■ SOURCE EXCERPT

** BEGIN **

Lee Howard was originally buried in the old Professor St. Cemetery. His
body was removed to Westwood where he now rests in an unknown location.
His short life was the inspiration for the Underground Railroad Monument
installed in 1993. It is located in the front of the cemetery.
Wilson Bruce Evans
b. 1824 d. 1898
Freeborn in North Carolina, Evans came to Oberlin in 1854. He was an active
abolitionist before the war, joining in the work of the underground railroad
and was jailed for his participation in the rescue of John Price at Wellington.
He served one year in the Union Army during the Civil War.
James Harris Fairchild
b. 1817 d. 1902
Fairchild was the third president of Oberlin College after serving as
a tutor, teacher and theologian. Fairchild was well-known for his abolitionist
views. After his wife, whose family owned slaves in the south, was given
a slave (also named Mary Kellogg) from the family plantation, she and
James Fairchild promptly freed her and she lived out her life in their
employ in Oberlin. Fairchild was also known for his role in the Oberlin-Wellington
Rescue where he harbored the fugitive John Price in his home before he
could be taken to Canada.

** END **

■ INFORMATION GIVEN
** BEGIN **

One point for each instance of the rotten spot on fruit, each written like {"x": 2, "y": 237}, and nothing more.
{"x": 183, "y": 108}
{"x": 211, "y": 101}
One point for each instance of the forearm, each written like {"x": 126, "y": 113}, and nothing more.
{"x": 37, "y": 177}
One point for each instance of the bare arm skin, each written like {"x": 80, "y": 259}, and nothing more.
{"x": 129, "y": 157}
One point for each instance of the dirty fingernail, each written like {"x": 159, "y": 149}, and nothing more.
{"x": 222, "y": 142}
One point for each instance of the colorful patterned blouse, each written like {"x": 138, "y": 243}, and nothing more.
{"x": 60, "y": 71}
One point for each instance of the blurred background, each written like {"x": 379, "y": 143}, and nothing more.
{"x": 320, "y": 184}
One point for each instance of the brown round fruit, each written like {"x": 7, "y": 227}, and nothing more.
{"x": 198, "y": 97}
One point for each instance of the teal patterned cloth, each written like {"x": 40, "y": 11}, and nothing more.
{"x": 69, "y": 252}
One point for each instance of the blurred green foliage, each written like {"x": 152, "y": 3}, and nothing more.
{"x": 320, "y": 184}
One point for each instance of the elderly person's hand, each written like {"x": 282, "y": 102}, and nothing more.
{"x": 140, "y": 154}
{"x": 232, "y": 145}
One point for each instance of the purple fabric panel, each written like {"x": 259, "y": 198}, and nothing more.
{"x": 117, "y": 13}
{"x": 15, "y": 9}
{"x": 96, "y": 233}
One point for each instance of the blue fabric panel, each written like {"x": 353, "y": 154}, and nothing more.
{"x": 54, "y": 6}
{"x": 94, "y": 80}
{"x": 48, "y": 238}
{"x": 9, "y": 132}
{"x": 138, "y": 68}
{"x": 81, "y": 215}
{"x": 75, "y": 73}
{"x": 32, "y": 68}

** END **

■ REQUIREMENTS
(a) Copy the Oberlin cemetery text between "Lee Howard was" and "of the cemetery.", inclusive.
(b) In the Oberlin cemetery text, what monument did Lee Howard's short life inspire?
The records have no connection to the Oberlin cemetery text.

■ SOLUTIONS TO THE TASKS
(a)
Lee Howard was originally buried in the old Professor St. Cemetery. His
body was removed to Westwood where he now rests in an unknown location.
His short life was the inspiration for the Underground Railroad Monument
installed in 1993. It is located in the front of the cemetery.

(b) The Underground Railroad Monument